START DOCUMENT SECTION
KANSAS CITY, Mo. — Changes could be coming in how Kansas City, Missouri, hires and pays its employees.
Mayor Quinton Lucas introduced ordinances impacting city employees and people hoping to work for the city on Thursday.
One of the ordinances would remove pre-employment drug tests for marijuana for some city jobs.
Under the ordinance, testing for marijuana would be removed from the application process for people seeking a job with the city.
There are jobs which are exceptions to the drug testing ordinance:
- Law enforcment;
- Positions requiring a commercial driver's license;
- Supervising or caring for children, medical patients, or disabled people;
- Positions impacting public health and safety.
Lucas said the ordinance is about fairness, especially as the views on marijuana change across Missouri and the country.
"Just because you have used marijuana in your past doesn't mean you're a bad person. And just because you've used marijuana in your past doesn't mean that you should be barred from having any number of jobs," he said.
Lucas explained the ordinance will not prevent drug testing for an employee if issues come up.
Another ordinance introduced in council on Thursday will raise the minimum wage for full-time city employees to $15 an hour.
"We are having a hiring concern just like everybody else in America right now, so we need to make sure we're competitive. But we need to make sure more than anything, we're taking care of our employees," Lucas said.
The move is applauded by Fight For 15, a group advocating to increase the minimum wage to $15 for all workers.
"As the workers' class as a whole, we go up or we go down together. So this $15 proposal for city workers is a victory for all workers in Kansas City," said Terrence Wise.
Wise is a fast food worker who works closely with Fight For 15. He said $15 is the floor — not the ceiling — for workers and adds the proposed ordinance is a move in the right direction he hopes others in the private sector follow.
"It's a win-win. You put money is more workers' pockets, city workers or whatever the case may be, and then you help grow the economy," Wise said.
City council still needs to vote on the ordinances. If passed, the minimum wage ordinance could go into effect Sept. 12, 2021.
A spokesperson for Lucas said the ordinance on pre-employment drug screening for marijuana could be signed as soon as it arrives on the mayor's desk.
END DOCUMENT SECTION
START EXCERPTED DATA
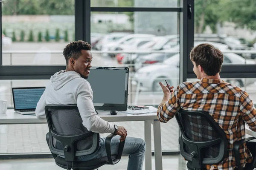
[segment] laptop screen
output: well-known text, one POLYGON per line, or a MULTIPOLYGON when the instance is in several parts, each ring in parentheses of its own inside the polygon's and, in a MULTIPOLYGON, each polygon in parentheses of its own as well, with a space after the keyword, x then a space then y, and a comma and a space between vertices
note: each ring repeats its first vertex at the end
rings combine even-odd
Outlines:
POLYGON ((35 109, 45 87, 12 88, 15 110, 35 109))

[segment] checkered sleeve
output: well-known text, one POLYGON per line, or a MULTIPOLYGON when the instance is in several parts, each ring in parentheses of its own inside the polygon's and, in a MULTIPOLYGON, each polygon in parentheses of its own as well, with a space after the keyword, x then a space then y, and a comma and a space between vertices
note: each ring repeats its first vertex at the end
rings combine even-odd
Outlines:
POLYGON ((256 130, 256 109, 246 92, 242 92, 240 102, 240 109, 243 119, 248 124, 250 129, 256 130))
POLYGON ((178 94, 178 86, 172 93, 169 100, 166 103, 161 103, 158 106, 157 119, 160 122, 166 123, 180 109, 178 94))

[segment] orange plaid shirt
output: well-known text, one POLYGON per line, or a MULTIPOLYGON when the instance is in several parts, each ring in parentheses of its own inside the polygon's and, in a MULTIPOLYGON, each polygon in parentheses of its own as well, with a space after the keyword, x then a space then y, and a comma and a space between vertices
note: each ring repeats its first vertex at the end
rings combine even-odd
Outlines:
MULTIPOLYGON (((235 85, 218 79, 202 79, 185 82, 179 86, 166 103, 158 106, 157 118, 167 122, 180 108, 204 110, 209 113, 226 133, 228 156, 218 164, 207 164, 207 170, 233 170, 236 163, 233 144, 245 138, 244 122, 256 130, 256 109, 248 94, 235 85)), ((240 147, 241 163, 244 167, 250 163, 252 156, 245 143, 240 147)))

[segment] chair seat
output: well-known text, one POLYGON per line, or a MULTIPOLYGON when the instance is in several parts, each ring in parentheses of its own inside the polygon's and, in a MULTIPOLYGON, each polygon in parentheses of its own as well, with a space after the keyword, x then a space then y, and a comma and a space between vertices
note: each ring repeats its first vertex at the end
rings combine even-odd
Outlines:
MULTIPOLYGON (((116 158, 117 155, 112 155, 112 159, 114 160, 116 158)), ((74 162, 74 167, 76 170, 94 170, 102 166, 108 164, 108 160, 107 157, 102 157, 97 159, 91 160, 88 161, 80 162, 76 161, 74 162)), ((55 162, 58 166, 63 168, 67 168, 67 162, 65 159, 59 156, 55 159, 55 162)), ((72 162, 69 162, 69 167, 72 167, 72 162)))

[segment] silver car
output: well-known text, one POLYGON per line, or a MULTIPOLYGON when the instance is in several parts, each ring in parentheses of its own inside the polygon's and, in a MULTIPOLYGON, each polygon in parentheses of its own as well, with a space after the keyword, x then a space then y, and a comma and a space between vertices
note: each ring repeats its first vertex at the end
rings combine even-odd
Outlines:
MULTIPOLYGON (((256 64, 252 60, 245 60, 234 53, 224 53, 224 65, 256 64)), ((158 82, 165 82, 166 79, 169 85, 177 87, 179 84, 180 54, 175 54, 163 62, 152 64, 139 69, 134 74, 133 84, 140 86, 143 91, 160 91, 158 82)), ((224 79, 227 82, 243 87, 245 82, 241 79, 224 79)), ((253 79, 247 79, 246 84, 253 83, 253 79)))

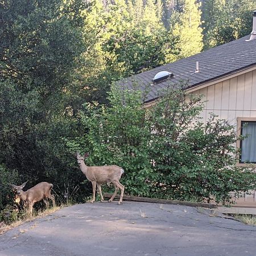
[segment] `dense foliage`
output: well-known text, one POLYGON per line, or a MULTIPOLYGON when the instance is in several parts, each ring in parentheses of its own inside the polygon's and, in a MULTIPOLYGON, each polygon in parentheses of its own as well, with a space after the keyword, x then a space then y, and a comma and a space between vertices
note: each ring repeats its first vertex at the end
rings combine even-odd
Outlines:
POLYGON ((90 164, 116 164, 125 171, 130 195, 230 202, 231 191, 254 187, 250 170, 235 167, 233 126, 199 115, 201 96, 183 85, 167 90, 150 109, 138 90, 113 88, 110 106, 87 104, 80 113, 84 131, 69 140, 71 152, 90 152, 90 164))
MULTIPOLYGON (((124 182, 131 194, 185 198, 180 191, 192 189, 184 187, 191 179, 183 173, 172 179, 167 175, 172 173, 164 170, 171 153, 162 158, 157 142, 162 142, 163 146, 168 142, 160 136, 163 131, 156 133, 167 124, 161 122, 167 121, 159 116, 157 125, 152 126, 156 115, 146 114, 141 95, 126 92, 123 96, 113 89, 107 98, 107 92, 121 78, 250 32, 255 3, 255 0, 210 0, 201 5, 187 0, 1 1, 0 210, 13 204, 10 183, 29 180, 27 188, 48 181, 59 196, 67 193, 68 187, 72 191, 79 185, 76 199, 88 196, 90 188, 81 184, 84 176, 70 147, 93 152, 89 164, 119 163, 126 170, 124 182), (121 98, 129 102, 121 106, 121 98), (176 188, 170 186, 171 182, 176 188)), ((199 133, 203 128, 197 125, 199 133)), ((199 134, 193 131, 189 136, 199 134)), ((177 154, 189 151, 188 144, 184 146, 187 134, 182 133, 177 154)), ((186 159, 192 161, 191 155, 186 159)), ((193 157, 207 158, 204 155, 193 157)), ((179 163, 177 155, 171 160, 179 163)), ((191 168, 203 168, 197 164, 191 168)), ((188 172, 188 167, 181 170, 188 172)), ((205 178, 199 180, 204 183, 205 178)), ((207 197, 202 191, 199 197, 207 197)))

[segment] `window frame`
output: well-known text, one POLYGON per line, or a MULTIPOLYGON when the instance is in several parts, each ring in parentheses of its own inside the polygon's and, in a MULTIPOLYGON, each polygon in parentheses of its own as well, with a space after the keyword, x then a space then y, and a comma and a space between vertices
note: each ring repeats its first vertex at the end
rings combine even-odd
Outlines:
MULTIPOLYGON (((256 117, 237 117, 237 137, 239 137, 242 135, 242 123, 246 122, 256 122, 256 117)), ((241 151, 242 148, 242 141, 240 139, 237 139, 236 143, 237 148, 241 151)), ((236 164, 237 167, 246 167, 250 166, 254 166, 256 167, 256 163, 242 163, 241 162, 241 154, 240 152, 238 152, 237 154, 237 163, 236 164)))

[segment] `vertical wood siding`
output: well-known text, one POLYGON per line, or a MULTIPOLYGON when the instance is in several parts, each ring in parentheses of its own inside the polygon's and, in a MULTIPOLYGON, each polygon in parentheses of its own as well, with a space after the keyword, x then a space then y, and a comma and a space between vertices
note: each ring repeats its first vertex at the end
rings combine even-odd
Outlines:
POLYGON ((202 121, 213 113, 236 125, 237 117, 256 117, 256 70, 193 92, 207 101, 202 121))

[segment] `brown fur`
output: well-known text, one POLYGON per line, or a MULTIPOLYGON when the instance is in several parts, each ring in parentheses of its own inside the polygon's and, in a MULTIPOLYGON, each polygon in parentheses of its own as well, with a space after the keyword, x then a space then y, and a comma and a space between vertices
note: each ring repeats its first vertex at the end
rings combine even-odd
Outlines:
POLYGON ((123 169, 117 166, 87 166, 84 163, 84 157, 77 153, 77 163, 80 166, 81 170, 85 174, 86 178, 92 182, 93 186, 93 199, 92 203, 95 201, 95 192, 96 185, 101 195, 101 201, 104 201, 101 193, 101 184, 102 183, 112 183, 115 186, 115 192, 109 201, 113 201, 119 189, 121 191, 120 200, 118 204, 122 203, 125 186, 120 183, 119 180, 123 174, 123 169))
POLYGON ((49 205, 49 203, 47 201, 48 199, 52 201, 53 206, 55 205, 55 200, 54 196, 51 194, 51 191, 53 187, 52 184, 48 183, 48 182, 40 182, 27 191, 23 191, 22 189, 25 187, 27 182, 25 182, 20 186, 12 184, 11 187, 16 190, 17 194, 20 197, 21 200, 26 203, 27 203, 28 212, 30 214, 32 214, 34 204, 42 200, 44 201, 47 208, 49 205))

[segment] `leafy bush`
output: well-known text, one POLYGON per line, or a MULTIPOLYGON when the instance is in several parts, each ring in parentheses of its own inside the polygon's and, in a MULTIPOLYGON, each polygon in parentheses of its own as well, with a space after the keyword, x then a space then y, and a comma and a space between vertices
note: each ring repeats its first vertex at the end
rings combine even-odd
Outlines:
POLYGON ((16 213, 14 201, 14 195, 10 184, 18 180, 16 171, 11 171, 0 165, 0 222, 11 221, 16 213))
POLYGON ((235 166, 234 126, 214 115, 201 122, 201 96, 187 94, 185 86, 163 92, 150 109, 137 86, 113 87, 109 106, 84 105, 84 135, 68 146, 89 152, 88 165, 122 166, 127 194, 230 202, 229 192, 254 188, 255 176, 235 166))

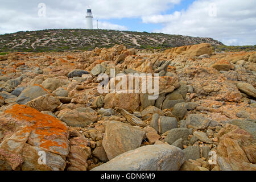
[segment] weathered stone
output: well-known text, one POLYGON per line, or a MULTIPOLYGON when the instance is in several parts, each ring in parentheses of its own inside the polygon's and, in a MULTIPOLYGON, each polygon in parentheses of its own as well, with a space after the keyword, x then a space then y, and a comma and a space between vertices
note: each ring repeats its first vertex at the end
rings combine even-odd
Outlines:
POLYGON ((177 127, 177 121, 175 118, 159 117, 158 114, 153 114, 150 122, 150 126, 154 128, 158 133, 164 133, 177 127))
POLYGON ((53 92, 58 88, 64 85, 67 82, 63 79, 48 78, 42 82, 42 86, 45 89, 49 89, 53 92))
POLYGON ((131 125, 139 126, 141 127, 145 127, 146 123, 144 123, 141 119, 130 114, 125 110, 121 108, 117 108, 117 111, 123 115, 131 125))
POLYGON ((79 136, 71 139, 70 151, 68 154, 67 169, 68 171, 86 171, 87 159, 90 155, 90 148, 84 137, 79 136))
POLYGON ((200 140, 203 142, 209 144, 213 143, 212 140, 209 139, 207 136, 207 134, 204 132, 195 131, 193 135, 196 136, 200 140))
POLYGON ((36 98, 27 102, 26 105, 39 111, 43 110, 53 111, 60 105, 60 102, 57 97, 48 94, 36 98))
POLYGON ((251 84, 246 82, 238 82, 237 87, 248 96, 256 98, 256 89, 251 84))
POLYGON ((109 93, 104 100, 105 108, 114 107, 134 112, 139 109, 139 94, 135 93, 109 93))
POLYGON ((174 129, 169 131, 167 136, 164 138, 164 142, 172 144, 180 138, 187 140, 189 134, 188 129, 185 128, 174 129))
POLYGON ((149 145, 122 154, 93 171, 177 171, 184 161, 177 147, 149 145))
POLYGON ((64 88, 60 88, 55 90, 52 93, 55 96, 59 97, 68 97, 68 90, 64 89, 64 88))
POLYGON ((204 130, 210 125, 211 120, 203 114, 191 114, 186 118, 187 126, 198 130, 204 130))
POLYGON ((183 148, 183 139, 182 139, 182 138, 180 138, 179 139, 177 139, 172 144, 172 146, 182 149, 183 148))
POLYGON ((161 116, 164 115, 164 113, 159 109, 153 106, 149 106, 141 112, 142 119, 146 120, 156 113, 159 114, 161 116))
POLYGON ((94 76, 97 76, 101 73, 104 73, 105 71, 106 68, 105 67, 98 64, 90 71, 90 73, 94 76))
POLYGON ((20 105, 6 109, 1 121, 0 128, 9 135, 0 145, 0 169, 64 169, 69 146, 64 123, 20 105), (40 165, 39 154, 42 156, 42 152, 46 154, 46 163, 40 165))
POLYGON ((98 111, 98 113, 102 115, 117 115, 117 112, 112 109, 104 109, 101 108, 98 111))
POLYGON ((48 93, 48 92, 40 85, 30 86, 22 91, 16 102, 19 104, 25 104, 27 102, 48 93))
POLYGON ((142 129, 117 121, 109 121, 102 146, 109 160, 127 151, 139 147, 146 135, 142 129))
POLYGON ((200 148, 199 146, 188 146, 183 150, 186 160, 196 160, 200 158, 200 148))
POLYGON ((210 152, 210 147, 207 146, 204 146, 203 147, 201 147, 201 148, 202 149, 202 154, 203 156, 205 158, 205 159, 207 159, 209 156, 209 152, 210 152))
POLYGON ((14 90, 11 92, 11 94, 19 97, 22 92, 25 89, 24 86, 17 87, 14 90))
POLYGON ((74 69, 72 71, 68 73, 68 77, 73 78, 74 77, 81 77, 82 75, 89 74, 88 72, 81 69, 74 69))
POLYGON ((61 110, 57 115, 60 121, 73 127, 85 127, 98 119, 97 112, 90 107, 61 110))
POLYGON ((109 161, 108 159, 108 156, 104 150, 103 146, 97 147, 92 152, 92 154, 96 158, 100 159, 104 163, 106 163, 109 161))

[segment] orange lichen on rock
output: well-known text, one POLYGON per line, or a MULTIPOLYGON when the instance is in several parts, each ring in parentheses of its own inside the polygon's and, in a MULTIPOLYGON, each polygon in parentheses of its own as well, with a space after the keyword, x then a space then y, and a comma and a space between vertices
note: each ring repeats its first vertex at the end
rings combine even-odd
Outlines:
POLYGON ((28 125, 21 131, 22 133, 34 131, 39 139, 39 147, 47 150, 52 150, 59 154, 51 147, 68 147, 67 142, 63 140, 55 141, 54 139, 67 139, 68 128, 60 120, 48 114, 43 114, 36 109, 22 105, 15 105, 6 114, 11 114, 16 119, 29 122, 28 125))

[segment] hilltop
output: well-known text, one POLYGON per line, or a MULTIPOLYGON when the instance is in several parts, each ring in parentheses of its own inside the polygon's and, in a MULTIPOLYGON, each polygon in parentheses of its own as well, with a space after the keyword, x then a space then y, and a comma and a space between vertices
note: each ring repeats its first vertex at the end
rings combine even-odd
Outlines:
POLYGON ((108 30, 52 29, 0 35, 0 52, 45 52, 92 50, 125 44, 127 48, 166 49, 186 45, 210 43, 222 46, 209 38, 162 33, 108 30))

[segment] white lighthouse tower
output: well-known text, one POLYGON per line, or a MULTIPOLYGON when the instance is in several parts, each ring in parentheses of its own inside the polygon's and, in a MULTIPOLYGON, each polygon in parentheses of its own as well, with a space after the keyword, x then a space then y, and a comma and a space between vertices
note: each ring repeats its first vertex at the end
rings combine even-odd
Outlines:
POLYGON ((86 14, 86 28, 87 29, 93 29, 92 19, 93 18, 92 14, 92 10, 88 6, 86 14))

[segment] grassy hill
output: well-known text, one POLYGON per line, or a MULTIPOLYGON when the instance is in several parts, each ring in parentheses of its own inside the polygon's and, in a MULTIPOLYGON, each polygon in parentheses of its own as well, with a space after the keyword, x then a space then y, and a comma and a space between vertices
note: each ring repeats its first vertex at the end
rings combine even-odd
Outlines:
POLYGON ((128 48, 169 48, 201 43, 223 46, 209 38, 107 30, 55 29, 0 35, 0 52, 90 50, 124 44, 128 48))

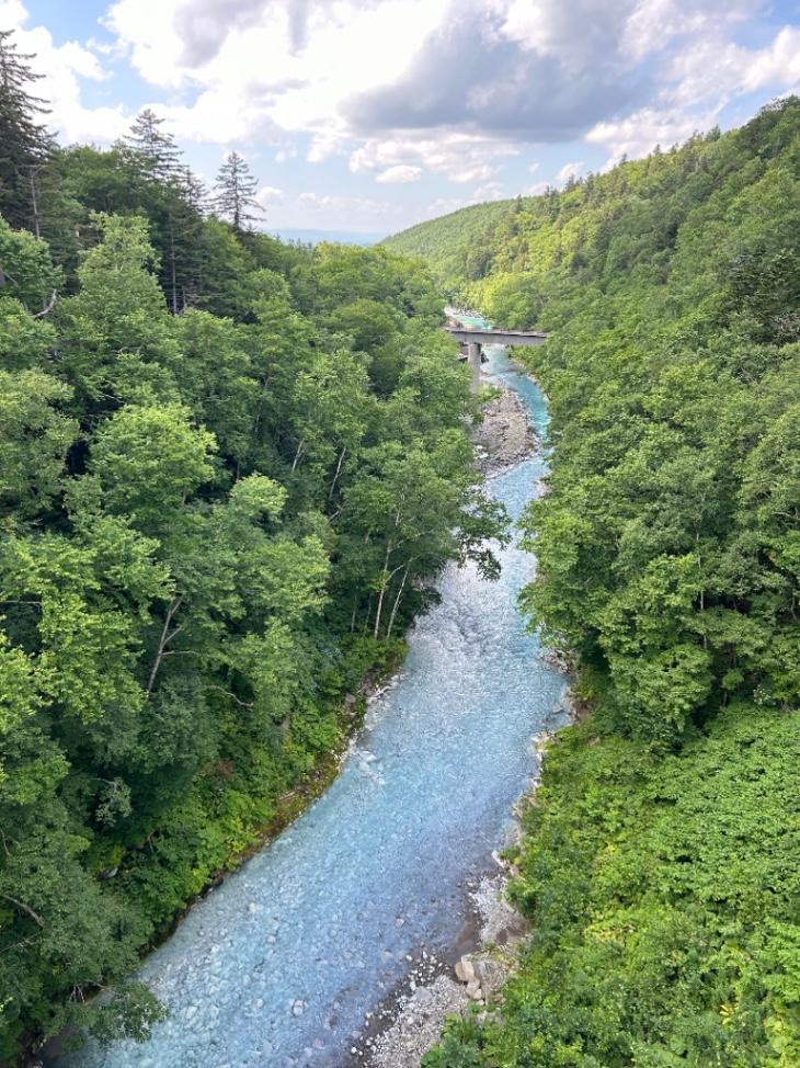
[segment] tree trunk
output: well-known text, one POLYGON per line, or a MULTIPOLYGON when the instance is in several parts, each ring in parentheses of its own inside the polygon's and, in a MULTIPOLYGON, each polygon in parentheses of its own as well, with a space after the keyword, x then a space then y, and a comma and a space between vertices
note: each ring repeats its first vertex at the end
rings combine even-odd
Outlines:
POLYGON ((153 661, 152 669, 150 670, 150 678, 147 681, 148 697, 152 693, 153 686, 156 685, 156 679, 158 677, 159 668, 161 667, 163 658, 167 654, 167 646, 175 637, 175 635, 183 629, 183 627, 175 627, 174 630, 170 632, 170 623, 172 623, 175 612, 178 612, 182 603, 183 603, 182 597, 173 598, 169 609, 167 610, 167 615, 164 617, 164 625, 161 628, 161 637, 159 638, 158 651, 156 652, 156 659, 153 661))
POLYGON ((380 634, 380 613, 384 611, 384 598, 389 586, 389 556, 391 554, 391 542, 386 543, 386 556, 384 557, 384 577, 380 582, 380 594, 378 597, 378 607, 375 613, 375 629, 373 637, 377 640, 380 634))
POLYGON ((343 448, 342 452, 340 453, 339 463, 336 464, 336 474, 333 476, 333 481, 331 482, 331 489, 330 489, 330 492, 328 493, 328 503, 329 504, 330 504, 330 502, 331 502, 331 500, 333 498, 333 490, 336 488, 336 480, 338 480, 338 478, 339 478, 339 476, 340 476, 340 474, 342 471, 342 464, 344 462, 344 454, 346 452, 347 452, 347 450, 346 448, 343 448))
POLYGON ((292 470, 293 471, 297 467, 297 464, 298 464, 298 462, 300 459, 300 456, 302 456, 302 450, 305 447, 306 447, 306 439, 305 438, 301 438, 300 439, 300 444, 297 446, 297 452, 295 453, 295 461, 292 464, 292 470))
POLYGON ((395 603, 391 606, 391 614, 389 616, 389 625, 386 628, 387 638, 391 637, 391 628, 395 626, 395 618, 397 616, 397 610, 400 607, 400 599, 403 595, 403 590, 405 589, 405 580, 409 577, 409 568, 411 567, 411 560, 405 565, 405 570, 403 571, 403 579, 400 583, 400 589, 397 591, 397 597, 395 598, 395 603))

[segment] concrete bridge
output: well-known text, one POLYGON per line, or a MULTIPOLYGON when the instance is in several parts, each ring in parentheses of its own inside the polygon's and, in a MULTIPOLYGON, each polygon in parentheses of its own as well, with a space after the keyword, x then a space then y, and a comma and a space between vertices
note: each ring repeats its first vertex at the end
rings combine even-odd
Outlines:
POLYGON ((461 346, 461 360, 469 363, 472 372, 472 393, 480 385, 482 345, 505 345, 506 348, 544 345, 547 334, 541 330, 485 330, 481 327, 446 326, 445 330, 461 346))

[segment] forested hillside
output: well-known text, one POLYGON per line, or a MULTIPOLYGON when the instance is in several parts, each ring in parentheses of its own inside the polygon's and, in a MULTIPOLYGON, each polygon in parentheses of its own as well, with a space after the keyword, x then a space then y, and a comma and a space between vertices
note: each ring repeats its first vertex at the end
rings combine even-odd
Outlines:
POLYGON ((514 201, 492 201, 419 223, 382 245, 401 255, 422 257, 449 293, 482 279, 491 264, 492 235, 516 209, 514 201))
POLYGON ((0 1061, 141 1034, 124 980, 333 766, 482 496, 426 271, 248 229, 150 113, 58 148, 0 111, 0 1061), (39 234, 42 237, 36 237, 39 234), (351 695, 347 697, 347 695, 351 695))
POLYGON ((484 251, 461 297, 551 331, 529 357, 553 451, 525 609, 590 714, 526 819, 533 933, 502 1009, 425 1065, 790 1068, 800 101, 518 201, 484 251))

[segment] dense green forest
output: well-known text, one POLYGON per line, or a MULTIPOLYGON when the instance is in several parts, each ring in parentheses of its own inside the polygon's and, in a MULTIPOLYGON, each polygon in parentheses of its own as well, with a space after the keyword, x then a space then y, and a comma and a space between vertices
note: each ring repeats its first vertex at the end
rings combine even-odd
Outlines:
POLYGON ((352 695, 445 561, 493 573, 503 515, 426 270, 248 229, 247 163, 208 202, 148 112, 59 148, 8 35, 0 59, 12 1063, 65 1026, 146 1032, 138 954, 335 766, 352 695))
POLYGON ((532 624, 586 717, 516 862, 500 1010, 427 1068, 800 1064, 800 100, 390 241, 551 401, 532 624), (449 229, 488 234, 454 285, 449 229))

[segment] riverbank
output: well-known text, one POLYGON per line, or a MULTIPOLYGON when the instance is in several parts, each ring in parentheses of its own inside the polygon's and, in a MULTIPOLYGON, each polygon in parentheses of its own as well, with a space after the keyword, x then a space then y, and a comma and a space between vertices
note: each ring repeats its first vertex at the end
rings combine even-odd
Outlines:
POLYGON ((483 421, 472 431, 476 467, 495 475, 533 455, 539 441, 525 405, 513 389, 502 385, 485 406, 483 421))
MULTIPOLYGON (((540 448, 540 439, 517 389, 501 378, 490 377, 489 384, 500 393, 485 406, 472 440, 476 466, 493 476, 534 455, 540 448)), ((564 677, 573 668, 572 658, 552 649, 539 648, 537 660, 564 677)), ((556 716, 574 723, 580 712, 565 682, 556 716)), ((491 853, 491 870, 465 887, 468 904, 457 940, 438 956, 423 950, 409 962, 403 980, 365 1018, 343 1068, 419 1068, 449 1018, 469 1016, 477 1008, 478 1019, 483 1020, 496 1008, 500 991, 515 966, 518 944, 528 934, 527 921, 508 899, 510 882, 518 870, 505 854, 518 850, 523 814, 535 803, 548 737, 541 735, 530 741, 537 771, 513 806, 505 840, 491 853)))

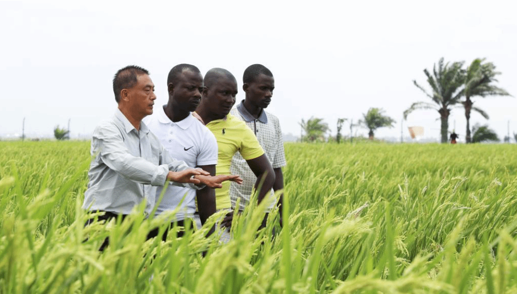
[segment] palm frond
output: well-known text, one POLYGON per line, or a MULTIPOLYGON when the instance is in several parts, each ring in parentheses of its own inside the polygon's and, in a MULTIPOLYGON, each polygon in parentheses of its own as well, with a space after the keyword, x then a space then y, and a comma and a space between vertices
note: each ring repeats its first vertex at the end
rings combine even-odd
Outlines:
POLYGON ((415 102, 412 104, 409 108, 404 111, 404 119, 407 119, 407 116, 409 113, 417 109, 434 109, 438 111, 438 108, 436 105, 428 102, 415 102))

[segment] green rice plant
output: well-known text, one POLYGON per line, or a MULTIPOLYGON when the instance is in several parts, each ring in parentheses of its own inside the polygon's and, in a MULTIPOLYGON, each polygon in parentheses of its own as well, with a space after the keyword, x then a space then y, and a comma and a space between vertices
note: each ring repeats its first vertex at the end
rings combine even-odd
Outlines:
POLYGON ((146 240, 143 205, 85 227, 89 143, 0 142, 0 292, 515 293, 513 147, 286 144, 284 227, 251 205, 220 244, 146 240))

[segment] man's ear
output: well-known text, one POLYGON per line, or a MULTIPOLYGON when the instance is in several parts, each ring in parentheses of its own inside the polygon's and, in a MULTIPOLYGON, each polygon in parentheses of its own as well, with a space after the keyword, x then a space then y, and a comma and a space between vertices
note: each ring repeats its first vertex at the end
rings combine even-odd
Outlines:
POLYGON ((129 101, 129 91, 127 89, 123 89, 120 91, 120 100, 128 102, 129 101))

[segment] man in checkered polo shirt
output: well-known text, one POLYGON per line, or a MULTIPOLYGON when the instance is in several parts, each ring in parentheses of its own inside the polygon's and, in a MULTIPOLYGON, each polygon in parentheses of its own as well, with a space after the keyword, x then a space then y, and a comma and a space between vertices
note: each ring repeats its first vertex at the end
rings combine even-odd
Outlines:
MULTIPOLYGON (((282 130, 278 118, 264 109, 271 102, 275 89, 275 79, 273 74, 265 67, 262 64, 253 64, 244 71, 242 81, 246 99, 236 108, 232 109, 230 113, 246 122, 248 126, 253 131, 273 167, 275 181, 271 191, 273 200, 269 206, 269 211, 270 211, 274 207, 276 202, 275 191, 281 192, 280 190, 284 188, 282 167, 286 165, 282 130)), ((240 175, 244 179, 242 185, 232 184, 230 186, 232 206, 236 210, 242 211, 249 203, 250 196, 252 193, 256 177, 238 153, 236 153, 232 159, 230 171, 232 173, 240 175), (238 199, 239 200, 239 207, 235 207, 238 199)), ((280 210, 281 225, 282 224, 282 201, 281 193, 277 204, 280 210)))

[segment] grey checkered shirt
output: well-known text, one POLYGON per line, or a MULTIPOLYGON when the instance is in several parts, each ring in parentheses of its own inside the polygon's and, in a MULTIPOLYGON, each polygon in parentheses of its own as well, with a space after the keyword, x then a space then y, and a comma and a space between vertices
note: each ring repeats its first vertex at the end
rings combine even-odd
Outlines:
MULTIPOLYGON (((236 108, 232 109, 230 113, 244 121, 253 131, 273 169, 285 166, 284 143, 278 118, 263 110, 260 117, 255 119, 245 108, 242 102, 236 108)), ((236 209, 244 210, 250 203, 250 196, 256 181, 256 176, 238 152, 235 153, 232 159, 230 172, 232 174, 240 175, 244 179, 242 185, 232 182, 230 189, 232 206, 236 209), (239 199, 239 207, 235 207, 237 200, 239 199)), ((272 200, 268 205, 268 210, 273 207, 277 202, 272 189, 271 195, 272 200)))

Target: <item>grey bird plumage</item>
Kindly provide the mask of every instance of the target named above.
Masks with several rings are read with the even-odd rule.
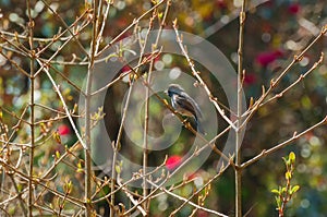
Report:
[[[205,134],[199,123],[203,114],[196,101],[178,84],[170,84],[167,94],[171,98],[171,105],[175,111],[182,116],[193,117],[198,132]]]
END EXCERPTED DATA
§ **WHAT YOU WILL DO**:
Using the article on the Kansas City employment ordinances, answer these:
1. What minimum hourly wage would the ordinance set for full-time city employees?
2. If passed, on what date could the minimum wage ordinance go into effect?
3. What kind of work does Terrence Wise do?

§ **RESPONSE AREA**:
1. $15 an hour.
2. Sept. 12, 2021.
3. He is a fast food worker.